PROBLEM STATEMENT.
What's needed: every entry, printed exactly, minus the images.

(Referring expression data)
------------------------------------

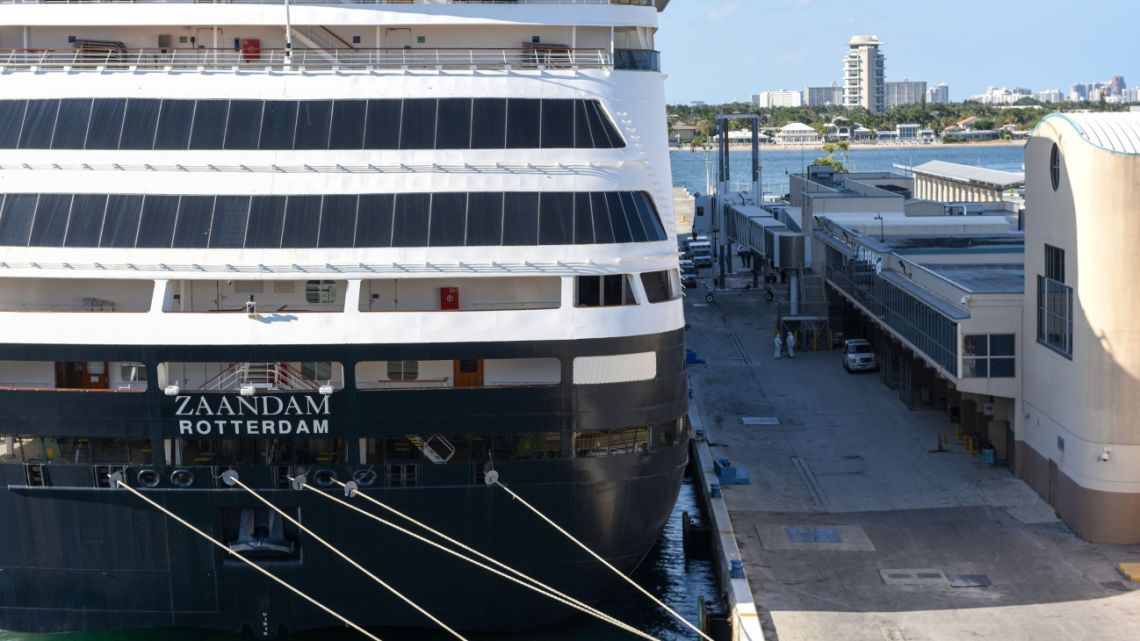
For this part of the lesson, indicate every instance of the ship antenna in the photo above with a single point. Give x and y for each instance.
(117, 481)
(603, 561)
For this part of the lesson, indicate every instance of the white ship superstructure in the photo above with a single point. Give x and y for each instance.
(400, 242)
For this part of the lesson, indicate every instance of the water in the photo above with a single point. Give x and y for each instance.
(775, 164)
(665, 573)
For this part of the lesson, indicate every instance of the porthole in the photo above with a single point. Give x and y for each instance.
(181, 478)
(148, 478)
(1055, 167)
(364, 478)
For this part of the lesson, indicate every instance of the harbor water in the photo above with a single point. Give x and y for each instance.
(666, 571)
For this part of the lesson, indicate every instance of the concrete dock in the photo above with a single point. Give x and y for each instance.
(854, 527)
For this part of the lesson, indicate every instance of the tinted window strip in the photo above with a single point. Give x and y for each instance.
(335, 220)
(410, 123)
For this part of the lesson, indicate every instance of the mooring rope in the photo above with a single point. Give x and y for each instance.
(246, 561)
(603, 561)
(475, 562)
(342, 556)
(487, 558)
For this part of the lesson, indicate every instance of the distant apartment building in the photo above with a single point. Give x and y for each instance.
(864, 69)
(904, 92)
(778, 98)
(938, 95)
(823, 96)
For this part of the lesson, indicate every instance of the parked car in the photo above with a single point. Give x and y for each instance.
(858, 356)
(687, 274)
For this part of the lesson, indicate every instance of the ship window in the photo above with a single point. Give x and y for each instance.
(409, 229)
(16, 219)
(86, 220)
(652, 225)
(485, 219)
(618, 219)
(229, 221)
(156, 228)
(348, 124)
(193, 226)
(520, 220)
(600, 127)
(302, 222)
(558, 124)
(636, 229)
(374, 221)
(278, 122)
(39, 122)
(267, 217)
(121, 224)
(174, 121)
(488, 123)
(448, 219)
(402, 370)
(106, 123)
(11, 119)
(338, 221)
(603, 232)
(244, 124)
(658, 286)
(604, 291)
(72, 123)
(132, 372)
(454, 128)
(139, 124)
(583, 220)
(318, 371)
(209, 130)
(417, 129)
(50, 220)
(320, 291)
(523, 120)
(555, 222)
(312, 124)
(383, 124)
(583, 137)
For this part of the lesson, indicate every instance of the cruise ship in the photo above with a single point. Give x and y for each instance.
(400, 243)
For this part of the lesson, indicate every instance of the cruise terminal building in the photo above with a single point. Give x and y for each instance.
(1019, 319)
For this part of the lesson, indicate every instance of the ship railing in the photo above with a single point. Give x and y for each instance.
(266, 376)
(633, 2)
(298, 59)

------------------------------------

OUTPUT OF THE EXERCISE.
For this part of the lesson, indicate every instance of the ship antenna in the photo above with a single point. Give x and y for each instance.
(117, 481)
(603, 561)
For this part of the lesson, indicate every instance of the white ship superstructure in the photo above with a single point. Give x and y for each instance.
(400, 242)
For this part of the lesson, indicate every instance of the water in the photo above with a single point. Give x and y for each instance.
(775, 164)
(665, 573)
For this part of the lesson, indicate every instance of the porthole in the photo above with a single point. Give x and y for each instance.
(181, 478)
(148, 478)
(1055, 167)
(364, 478)
For this part of the lesson, indicate every instance of the harbor water in the photo above with a single point. Give x and y for each instance.
(666, 571)
For this part of the lesson, indicate every instance of the concrete dock in the photo above with a single point. Give x and y for each instance.
(854, 527)
For this part of the lesson, indicate every instance of the tinted window strip in the photo above with a single point. Give x and y for each instance.
(335, 220)
(410, 123)
For this part of the lesson, indicate every instance of the mooring rope in the photo above with a single point. Give x and y for each instance.
(246, 561)
(603, 561)
(475, 562)
(342, 556)
(487, 558)
For this part of the lesson, indicate every instance of the distant apartment building in the photo above with a single point. Give x and y for each instance.
(864, 69)
(904, 92)
(778, 98)
(938, 95)
(823, 96)
For this part of the lesson, indicate every instance of the parked car in the photo above with a single point. Give x and y for each instance.
(858, 356)
(687, 274)
For this part of the lesson, indicate every instance of the ship window in the photo above with a single point. Give x and y for each instance.
(409, 229)
(16, 219)
(86, 220)
(652, 225)
(485, 219)
(618, 219)
(229, 221)
(156, 228)
(348, 124)
(193, 226)
(520, 220)
(600, 127)
(302, 222)
(558, 124)
(636, 229)
(374, 221)
(278, 122)
(39, 122)
(267, 217)
(121, 224)
(174, 121)
(488, 123)
(448, 219)
(402, 370)
(106, 123)
(11, 119)
(338, 221)
(603, 232)
(244, 124)
(658, 286)
(604, 291)
(72, 123)
(132, 372)
(454, 128)
(139, 124)
(583, 220)
(318, 371)
(209, 130)
(417, 129)
(50, 220)
(320, 291)
(523, 120)
(555, 222)
(312, 124)
(383, 124)
(583, 137)
For this part of the lesson, indicate every instance of the cruise ship in the photo above with a single point. Give x and y for each instance.
(400, 243)
For this part of the lesson, indicate every instance of the cruise terminal building in the photo above with a single point. Give x and y for each instance.
(1019, 319)
For this part of the lesson, indicate every instance of the ship railing in the photo above with a single point. Give x and y for each instance.
(266, 376)
(633, 2)
(298, 59)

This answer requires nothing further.